Records contained in a dataset
+++
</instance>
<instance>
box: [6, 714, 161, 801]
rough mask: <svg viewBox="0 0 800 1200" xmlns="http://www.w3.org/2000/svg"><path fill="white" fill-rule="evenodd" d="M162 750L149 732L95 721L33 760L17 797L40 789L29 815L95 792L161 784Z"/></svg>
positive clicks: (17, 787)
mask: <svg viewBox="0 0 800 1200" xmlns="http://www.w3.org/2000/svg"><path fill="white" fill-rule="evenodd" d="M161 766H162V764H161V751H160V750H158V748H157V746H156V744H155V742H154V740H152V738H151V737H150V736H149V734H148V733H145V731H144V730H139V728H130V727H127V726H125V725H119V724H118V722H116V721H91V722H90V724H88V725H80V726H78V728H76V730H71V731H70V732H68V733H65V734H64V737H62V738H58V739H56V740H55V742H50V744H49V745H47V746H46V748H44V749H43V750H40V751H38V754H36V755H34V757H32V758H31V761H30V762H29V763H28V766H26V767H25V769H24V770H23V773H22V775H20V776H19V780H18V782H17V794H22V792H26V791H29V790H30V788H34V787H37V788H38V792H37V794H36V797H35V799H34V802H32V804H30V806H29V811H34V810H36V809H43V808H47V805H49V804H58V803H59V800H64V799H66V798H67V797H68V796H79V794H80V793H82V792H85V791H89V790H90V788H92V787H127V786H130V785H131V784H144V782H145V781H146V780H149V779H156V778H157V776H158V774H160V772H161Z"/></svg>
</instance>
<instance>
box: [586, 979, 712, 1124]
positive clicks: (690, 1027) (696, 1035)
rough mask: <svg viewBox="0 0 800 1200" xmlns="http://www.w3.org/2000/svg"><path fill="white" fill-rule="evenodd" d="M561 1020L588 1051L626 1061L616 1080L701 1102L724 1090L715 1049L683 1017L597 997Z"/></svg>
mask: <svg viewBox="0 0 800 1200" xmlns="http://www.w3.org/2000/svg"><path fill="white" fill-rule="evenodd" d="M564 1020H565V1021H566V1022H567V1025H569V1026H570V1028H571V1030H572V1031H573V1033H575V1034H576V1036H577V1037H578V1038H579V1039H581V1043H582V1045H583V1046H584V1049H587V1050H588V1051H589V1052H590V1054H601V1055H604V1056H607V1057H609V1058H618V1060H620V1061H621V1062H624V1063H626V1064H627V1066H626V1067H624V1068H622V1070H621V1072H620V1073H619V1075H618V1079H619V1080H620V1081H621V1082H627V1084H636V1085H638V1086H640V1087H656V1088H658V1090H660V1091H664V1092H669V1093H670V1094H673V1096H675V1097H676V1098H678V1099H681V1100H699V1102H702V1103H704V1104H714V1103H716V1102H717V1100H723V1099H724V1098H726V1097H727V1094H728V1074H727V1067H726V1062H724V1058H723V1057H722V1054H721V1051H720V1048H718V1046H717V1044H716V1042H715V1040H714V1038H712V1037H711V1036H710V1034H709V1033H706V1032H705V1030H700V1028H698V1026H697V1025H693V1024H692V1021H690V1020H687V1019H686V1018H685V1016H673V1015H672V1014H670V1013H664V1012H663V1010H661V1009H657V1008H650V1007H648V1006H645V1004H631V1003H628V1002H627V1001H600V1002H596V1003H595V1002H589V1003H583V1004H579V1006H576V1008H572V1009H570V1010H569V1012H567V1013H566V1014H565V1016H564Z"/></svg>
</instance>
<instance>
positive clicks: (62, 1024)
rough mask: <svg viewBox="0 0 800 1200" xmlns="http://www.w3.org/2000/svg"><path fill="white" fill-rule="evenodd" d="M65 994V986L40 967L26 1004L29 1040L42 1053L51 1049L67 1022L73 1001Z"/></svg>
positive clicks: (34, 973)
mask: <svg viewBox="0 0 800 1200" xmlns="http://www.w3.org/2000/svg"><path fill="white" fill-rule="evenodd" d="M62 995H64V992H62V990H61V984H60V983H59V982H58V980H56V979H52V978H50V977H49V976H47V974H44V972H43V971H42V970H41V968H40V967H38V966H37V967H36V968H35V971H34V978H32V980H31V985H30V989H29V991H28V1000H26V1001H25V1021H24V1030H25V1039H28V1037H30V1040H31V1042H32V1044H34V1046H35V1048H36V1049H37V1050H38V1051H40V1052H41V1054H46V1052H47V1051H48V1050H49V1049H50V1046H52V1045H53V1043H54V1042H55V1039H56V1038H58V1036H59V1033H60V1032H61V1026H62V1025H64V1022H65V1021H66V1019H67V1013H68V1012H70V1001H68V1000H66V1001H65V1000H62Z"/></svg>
+++
What the task asks
Set down exactly the lines that begin the records and continue through the line bearing "750L149 732L95 721L33"; include both ends.

Answer to this exercise
</instance>
<instance>
box: [6, 714, 161, 801]
rough mask: <svg viewBox="0 0 800 1200" xmlns="http://www.w3.org/2000/svg"><path fill="white" fill-rule="evenodd" d="M162 750L149 732L95 721L33 760L17 797L40 789L29 815L95 792L161 784Z"/></svg>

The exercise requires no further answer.